[start TASK INPUTS]

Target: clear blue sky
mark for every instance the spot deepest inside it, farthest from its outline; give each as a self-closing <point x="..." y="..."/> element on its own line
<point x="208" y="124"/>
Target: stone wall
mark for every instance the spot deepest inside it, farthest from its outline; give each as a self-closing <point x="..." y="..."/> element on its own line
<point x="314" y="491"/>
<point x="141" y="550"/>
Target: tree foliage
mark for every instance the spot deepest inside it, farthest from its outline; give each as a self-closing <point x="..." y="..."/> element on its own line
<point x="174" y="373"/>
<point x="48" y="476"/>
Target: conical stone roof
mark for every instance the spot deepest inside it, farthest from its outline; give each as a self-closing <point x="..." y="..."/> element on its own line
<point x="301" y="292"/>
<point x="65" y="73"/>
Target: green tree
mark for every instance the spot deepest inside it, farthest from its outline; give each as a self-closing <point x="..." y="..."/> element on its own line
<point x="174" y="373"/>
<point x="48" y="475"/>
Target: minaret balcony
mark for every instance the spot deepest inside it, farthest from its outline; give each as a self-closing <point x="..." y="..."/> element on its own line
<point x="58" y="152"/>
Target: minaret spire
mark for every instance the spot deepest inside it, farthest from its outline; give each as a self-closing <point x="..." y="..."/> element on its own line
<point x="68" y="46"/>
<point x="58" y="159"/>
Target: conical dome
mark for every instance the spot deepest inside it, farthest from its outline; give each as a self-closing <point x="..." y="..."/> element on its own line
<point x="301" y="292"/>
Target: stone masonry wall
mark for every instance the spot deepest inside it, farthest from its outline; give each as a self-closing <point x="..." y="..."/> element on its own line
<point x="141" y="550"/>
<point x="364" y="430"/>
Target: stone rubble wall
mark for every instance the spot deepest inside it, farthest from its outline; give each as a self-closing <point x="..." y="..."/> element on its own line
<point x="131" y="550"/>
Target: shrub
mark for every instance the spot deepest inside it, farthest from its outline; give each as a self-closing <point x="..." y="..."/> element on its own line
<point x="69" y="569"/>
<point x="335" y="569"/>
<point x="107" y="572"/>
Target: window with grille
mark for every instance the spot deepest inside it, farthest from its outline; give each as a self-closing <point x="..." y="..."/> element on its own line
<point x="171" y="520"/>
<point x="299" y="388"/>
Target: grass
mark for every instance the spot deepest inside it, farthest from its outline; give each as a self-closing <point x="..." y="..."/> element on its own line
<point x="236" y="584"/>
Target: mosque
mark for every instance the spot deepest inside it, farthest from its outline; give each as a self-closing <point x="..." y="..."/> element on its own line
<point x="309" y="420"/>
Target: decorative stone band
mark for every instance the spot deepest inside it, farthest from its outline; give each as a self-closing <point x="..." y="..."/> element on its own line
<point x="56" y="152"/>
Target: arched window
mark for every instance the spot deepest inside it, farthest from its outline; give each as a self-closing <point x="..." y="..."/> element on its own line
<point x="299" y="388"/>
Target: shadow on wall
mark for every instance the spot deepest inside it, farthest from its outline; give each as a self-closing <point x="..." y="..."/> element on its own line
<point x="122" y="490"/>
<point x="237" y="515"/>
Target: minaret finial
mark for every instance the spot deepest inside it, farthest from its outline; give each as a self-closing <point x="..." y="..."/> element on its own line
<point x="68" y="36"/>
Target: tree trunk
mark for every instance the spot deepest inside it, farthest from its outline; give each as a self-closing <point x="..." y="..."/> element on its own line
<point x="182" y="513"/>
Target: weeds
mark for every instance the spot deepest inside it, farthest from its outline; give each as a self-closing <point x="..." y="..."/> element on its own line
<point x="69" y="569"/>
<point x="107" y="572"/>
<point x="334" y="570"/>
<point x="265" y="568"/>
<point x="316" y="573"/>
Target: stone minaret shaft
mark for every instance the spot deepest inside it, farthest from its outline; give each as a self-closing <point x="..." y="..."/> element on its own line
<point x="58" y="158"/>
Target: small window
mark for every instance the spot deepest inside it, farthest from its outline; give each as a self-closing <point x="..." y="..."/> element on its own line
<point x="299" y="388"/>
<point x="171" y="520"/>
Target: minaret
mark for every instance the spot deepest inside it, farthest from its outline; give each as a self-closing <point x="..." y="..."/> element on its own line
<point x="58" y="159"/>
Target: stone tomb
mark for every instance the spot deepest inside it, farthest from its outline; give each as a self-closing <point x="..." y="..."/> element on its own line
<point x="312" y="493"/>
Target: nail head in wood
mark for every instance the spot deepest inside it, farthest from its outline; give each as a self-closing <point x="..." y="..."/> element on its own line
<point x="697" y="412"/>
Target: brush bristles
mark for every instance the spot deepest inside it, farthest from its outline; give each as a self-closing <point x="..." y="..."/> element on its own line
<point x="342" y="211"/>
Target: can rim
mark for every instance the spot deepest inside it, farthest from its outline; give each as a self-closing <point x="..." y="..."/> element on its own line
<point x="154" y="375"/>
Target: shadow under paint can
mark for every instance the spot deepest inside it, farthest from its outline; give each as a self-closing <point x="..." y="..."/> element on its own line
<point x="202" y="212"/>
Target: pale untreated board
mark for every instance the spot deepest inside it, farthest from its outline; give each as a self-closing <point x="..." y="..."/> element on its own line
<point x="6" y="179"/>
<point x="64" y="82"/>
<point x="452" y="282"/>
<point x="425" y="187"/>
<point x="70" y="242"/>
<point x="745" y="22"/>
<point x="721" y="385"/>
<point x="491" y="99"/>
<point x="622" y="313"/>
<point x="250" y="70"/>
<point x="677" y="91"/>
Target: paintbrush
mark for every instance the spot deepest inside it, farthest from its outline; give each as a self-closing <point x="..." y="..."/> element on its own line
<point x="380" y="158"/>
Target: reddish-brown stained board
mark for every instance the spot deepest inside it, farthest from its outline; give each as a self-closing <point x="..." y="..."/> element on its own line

[end TASK INPUTS]

TO BE DONE:
Each line of the material above must be retyped precisely.

SOLUTION TO THE EXERCISE:
Target: clear blue sky
mark for every instance the spot deepest inside it, farthest from its outline; give each as a self-closing <point x="..." y="..."/> element on its own line
<point x="208" y="124"/>
Target: stone wall
mark for every instance the spot deepest inside it, farthest from its outline; give each as a self-closing <point x="..." y="..."/> element on its own line
<point x="314" y="491"/>
<point x="141" y="550"/>
Target: tree foliage
mark for every instance the spot deepest inside it, farthest from its outline; give each as a self-closing <point x="..." y="..."/> element on its own line
<point x="174" y="373"/>
<point x="48" y="476"/>
Target: conical stone roof
mark for every instance the spot deepest inside it, farthest from its outline; give each as a self-closing <point x="..." y="..."/> element on its own line
<point x="301" y="292"/>
<point x="65" y="73"/>
Target: green tree
mark for every instance the spot deepest inside it, farthest from its outline; give each as a self-closing <point x="..." y="..."/> element on its own line
<point x="174" y="373"/>
<point x="48" y="475"/>
Target: minaret balcony
mark for every instance the spot deepest inside it, farthest from its outline; give each as a self-closing <point x="..." y="..."/> element on its own line
<point x="58" y="152"/>
Target: minaret spire
mark for every instance the spot deepest inside it, farthest from its outline; give each as a self-closing <point x="..." y="..."/> element on its own line
<point x="68" y="46"/>
<point x="58" y="159"/>
Target: conical dome
mark for every instance the spot deepest inside it, farthest from its outline; give each as a self-closing <point x="..." y="..."/> element on its own line
<point x="301" y="292"/>
Target: stone masonry wall
mark for every instance the spot deepest inside it, farthest from its outline; give each as a self-closing <point x="..." y="..."/> element on its own line
<point x="141" y="550"/>
<point x="364" y="430"/>
Target: stone rubble wall
mark for every instance the spot deepest inside it, farthest from its outline; give each as a self-closing <point x="..." y="..."/> element on its own line
<point x="131" y="550"/>
Target: shrub
mark for every instance the spot deepest inside it, farthest from its outline; give each as a self-closing <point x="..." y="..."/> element on its own line
<point x="69" y="569"/>
<point x="335" y="569"/>
<point x="107" y="572"/>
Target: window with grille
mark for every instance the spot deepest inside it, farthest from its outline; give each as a self-closing <point x="..." y="..."/> element on its own line
<point x="171" y="520"/>
<point x="299" y="388"/>
Target: grass
mark for every instance the spot deepest inside it, farthest from its outline; give each as a self-closing <point x="..." y="..."/> element on its own line
<point x="236" y="584"/>
Target: mosque
mark for every instance the spot deepest inside it, farthest from its outline; give each as a self-closing <point x="..." y="..."/> element on its own line
<point x="309" y="420"/>
Target: decorative stone band
mark for every instance the spot deepest inside it, farthest from its outline; give each as a self-closing <point x="..." y="..."/> element on its own line
<point x="56" y="152"/>
Target: arched window
mark for every instance the spot deepest inside it, farthest from its outline; give each as a self-closing <point x="..." y="..."/> element on its own line
<point x="299" y="388"/>
Target: shadow on wall
mark for every instance the spot deepest inside it, farthest from its outline; give each as a self-closing <point x="..." y="..."/> element on its own line
<point x="122" y="490"/>
<point x="237" y="515"/>
Target: minaret finial
mark for every instance the spot deepest inside it, farthest from its outline; give each as a self-closing <point x="..." y="..."/> element on its own line
<point x="68" y="36"/>
Target: tree trunk
mark for every instance the spot deepest inside it, farthest from its outline; give each as a self-closing <point x="..." y="..."/> element on its own line
<point x="182" y="513"/>
Target: weeds
mark for every instance the spot deepest inside it, farthest from its outline; give each as a self-closing <point x="..." y="..."/> element on its own line
<point x="69" y="569"/>
<point x="107" y="572"/>
<point x="334" y="570"/>
<point x="265" y="568"/>
<point x="316" y="573"/>
Target: stone minaret shaft
mark for every instance the spot deepest inside it, farthest from its outline; give each as a self-closing <point x="..." y="..."/> element on its own line
<point x="58" y="158"/>
Target: small window
mark for every instance the spot deepest inside it, farthest from its outline; give each as a self-closing <point x="..." y="..."/> element on its own line
<point x="299" y="388"/>
<point x="171" y="520"/>
Target: minaret
mark for every instance the spot deepest inside it, farthest from its outline; give each as a self-closing <point x="..." y="..."/> element on its own line
<point x="58" y="159"/>
Target: stone tomb
mark for every instance the spot deepest inside it, farthest from its outline; give each as a self-closing <point x="..." y="..."/> element on its own line
<point x="312" y="493"/>
Target: nail head in wood
mark for every instance the spot deepest inside it, farthest from its outline; give each as a self-closing <point x="..." y="..."/> element on its own line
<point x="697" y="412"/>
Target: brush bristles
mark for every instance the spot deepest inside it, farthest from its outline; give each as a self-closing <point x="..." y="..."/> element on its own line
<point x="342" y="211"/>
Target: can rim
mark for every instance the spot deepest inside it, farthest from its outline; give each as a self-closing <point x="..." y="..."/> element on its own line
<point x="154" y="375"/>
Target: shadow under paint can
mark for every instance the spot deepest inside it, farthest from its outline; give each as a self-closing <point x="..." y="..."/> element on its own line
<point x="202" y="212"/>
Target: pale untreated board
mark for every instance the spot deepest inside it, farthest from its outline; give each as a self-closing <point x="..." y="..."/> element on its own line
<point x="6" y="179"/>
<point x="64" y="82"/>
<point x="452" y="282"/>
<point x="425" y="187"/>
<point x="70" y="242"/>
<point x="745" y="22"/>
<point x="721" y="385"/>
<point x="491" y="99"/>
<point x="622" y="313"/>
<point x="250" y="70"/>
<point x="677" y="91"/>
Target: paintbrush
mark for every instance the spot deepest inside it, farthest from its outline; give each as a self-closing <point x="..." y="..."/> element on its own line
<point x="380" y="158"/>
Target: reddish-brown stained board
mark for every instance the spot deepest inside it, farthest from its outline; give each as a self-closing <point x="..." y="..."/> element on its own line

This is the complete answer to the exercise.